## Task to carry out:
Translate this sentence from the passage on Federal Disability Retirement applications into Spanish: "For the first two 'stages' of the administrative process, the Federal or Postal employee will be addressing personnel at the U.S. Office of Personnel Management."

In preparing, formulating and filing a Federal Disability Retirement application under FERS or CSRS, it is important to distinguish between laws, facts, and persuasive argumentation, as well as the targeted audience to whom such distinguishing elements are being conveyed.
For the first two “stages” of the administrative process, the Federal or Postal employee will be addressing personnel at the U.S. Office of Personnel Management. This is merely at the “administrative”, or “agency” level of the process. Thus, the initial review, analysis, and application of the legal criteria will be performed by a non-lawyer, and any application of a legal criteria to determine the eligibility of the Federal Disability Retirement application will be done in a rather mechanical manner.
By “mechanical manner” is merely meant that the criteria to be applied is merely an extrapolated generic form of interpretation, and will be applied by comparing the “list” of legal criteria against the submission of the Federal or Postal employee. Whether there is sufficient justification in the medical report and records; whether the description of the Federal or Postal employee’s job comports with the official position description; whether the agency has offered an “accommodation“, and if so, in what form; whether a reassignment to another position at the same pay or grade was offered and declined — and other applicable criteria will be applied, analyzed and annotated by the OPM Representative.
If the Federal Disability Retirement application is denied at this initial stage of the process, then it will again be reviewed at the Reconsideration Stage of the process — assuming that the Federal or Postal employee files a timely Request for Reconsideration with the Office of Personnel Management.
It is at the next stage of the administrative process — an appeal to the Merit Systems Protection Board — that any legal argument will ultimately begin to carry significant and relevant weight. For, at the MSPB, an Administrative Judge will review the entire file, and proceed to conduct an administrative hearing “de novo”, or “fresh” or “anew”, and weigh the evidence, the legal arguments, and determine the persuasive impact of either or both.

## Listed entries:

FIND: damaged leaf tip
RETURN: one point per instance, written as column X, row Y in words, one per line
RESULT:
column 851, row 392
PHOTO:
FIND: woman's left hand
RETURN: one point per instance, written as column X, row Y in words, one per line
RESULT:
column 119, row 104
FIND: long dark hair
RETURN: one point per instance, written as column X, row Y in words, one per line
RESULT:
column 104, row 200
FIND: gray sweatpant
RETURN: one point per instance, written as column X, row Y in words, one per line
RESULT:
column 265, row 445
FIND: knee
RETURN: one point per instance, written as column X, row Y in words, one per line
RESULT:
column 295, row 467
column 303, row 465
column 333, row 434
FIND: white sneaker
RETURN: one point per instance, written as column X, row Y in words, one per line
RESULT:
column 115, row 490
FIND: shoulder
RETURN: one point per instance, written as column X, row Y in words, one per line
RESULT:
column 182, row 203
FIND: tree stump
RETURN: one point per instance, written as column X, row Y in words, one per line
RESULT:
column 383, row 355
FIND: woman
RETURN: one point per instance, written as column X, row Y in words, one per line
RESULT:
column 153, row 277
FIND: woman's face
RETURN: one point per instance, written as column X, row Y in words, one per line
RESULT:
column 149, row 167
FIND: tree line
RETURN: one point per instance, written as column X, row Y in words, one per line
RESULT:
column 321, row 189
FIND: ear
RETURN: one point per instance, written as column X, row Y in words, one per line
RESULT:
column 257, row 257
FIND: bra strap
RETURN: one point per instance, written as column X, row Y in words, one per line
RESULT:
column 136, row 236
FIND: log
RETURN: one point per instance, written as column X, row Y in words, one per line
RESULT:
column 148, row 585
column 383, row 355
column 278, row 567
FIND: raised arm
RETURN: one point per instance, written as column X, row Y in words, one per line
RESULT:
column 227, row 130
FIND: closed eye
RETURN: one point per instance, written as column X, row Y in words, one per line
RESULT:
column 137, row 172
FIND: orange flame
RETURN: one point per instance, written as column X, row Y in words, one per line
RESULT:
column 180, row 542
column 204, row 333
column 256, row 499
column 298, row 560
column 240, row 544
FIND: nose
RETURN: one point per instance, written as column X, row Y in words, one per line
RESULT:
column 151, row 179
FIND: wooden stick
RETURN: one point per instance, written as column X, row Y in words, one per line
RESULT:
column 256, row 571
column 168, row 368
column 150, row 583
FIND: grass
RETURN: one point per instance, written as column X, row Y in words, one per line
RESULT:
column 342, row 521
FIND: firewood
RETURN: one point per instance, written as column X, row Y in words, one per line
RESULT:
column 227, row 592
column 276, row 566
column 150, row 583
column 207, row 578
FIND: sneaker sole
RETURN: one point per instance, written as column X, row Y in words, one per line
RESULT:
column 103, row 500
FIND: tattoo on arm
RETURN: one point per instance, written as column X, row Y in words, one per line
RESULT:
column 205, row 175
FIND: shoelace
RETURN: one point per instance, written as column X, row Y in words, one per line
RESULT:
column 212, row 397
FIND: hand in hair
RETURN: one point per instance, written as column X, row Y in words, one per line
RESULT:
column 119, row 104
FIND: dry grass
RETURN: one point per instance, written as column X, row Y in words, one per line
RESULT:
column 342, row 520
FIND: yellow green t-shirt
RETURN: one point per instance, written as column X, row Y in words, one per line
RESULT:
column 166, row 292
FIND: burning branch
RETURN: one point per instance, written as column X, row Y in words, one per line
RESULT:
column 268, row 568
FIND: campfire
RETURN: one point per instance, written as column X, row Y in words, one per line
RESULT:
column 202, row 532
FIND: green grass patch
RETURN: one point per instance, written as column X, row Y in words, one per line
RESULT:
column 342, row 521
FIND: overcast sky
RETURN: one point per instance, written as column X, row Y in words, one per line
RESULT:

## Response to this task:
Durante las dos primeras «etapas» del proceso administrativo, el empleado federal o postal se dirigirá al personal de la Oficina de Administración de Personal de EE. UU.